> [To-do list]:
**1)** According to the page about the dance performance "Enchanted," how many audience members could the performance accommodate?
**2)** Pick up the page about the dance performance "Enchanted" after its final sentence and continue writing it.

> [Page]:
········

“Enchanted” was a site-specific performance in the Native Flora Garden at the Brooklyn Botanic Garden. It was inspired by the uniqueness and beauty of four ecosystems native to New York (pine barrens, prairie grass, sphagnum bogs, deciduous forests), and featured original music by Katie Down.
ENCHANTED Delirious Dances is the first dance company to perform a site specific work in the flora beds at the Brooklyn Botanic Garden (BBG). Previously dance companies had to perform on the grass lawns, cement pathways, or a platform in the Cherry Esplanade.
In 2013 Delirious was invited to create a site-specific work, Enchanted Garden, for the BBG Spring Gala. The work would happen during cocktails and the after party. The performance was to celebrate the renovation and reopening of the Native Flora Garden, which is the oldest section of the BBG and also the first research garden in America dedicated to preserving native plants. We consulted with Uri Lorimer (Native Flora Garden Curator) on identifying areas in the garden where we could work with minimal disturbance to the plants, as well as on identifying ecosystems native to New York, that became the source material for Enchanted.
The following year BBG invited Delirious to perform the work, retitled Enchanted, on July 23 and August 13, 2014 as part of their Member’s Night events. This allowed us to do additional research into the various ecosystems, which included volunteering at Hempstead Plains – the last remnant of prairie grass east of the Alleghany Mountains, which is being threatened by invasive species and over development of the surrounding area.
The Concept Enchanted emphasized the uniqueness and beauty of four ecosystems native to New York, specifically the pine barrens, prairie grass, sphagnum bogs and deciduous forests. It featured four dancers and four musicians who each represented one of the ecosystems; and was designed to augment the landscape of the Native Flora Garden. The performance accommodated forty people, who were divided into four groups, and took a guided simultaneous stroll through the Native Flora Garden to experience the dancers and musicians nestled in various locations. The performance culminated in a final dance along a pathway and then a bridge that brought together the dancers, musicians and audience.
The Movement Each dancer had a solo that was inspired by the life cycle, physical structure and texture of a plant in the ecosystem they represented (Bluestem Grass and Golden Rod, Oak Tree, Pitch Pine, Sphagnum Moss). Their solos were designed to fit together like a jigsaw puzzle to form a whole, similar to how the instruments in an orchestra have individual characteristics, yet work together to create a unified experience; or how the plants in a garden are distinct, yet flow together to create a seamless visual and tangible landscape.
The Music The music was composed by Katie Down and ranged from lilting folk songs to structured improvisations that wove with the natural sounds in the garden: from the shift of the wind in the trees and bushes, the rustle of insects, birds and small animals; and the surrounding hum of neighborhood car traffic. The instruments were Bulgarian Kaval, mouth piano, saxophone, Turkish Ney, ukulele, various percussive instruments and violin.

········

> [Information shown]:
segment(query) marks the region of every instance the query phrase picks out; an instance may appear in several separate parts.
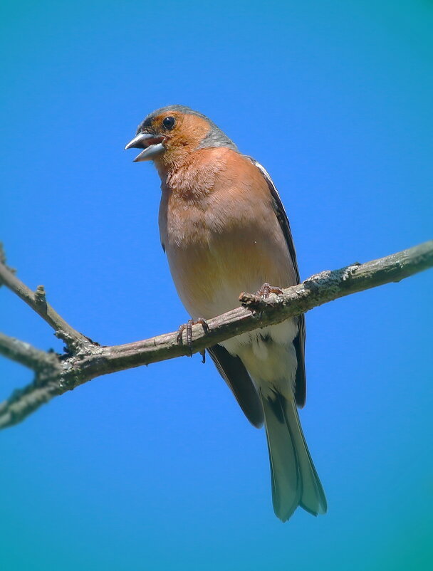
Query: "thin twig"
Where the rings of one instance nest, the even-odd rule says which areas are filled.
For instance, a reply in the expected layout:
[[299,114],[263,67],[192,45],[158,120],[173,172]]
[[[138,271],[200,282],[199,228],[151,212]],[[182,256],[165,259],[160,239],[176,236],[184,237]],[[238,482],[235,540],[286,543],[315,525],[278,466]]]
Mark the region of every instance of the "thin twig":
[[[281,295],[271,294],[268,299],[242,293],[240,300],[244,307],[209,320],[207,332],[201,325],[193,326],[191,350],[187,345],[177,342],[177,331],[111,347],[100,347],[80,336],[80,340],[83,337],[85,341],[74,345],[71,354],[63,356],[51,354],[50,366],[40,367],[33,383],[16,391],[0,404],[0,428],[21,421],[53,397],[97,377],[190,355],[190,351],[202,352],[240,333],[278,323],[323,303],[400,281],[431,267],[433,267],[433,241],[366,263],[355,263],[340,270],[321,272],[298,286],[283,290]],[[33,307],[31,303],[29,305]],[[34,307],[33,309],[37,311]],[[10,338],[6,337],[4,341],[0,337],[0,352],[4,355],[10,350]],[[24,346],[20,345],[16,360],[23,362],[24,350]],[[32,360],[36,359],[34,368],[37,370],[38,353],[34,351],[38,350],[31,347],[31,350],[33,357],[23,364],[29,366]],[[43,360],[41,357],[41,362]]]
[[12,270],[6,265],[3,249],[0,250],[1,284],[6,286],[25,301],[28,305],[30,305],[42,319],[53,328],[56,331],[56,335],[64,341],[68,347],[72,348],[74,344],[90,342],[90,340],[73,329],[54,310],[49,303],[47,303],[43,286],[38,286],[36,291],[33,292],[14,275]]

········

> [Expected outputs]:
**1)** Forty people.

**2)**
The Costumes The costumes by Meghan Healey and Edisa Weeks were dyed and painted to match the native ecosystem being embodied. They incorporated plant material to emphasize a hybrid, part nature, part human appearance. The plant material included living material in the form of fresh grasses, flowers, tree branches, pine needles and sphagnum moss, as well as dried material (pine cones, acorns, raffia) to reference the various seasons. The costumes were inspired by the earthy sensibility of visual performance artist Ana Mendieta, and the expressive decorative detail of sculptor Nick Cave. Due to the fragility of the living material, the costumes were assembled on the dancers prior to each performance.
The Guides The four guides (Queens College Dance Majors) wore all white and had staffs made out of tree branches that were meticulously wrapped in layers of white crepe paper, so they would be easier to see and follow. When the audience arrived they were given a colored ribbon (lavender, orange, green or yellow) that identified their group, and which guide they would be following.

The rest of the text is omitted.